● Information shown:
-- -- --
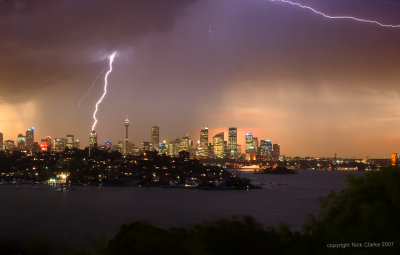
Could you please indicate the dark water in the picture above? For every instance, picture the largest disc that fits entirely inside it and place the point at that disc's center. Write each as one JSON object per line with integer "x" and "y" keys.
{"x": 75, "y": 216}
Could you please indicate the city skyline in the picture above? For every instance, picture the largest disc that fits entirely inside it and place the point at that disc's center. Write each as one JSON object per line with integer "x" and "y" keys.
{"x": 317, "y": 86}
{"x": 232, "y": 146}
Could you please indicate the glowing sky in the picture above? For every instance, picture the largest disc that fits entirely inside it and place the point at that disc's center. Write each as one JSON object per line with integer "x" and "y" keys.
{"x": 315, "y": 86}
-- -- --
● Your instructions:
The reply should hold every line of the material above, unchanged, and no pictures.

● Task response:
Could you please indicate the dark water in the picture above? For every instance, picture the largest disc that fits entirely inside it and place the point at that disc's center. Write each as one JSON object per line with integer "x" and "y" keys.
{"x": 75, "y": 216}
Could you please indicate the city skyline in the picture above? For every instance, picture the largest disc that fits entirely inside it and place the point at that disc's center. Write each as one JSON object per line with integer "x" and "y" keys.
{"x": 317, "y": 86}
{"x": 232, "y": 146}
Could you please indicate the glowing sky in the picture above? For every instance, picture the largest disc that fits entirely inside it and place the point at that disc's center. Write each as one JSON object per line with integer "x" and "y" keys.
{"x": 315, "y": 86}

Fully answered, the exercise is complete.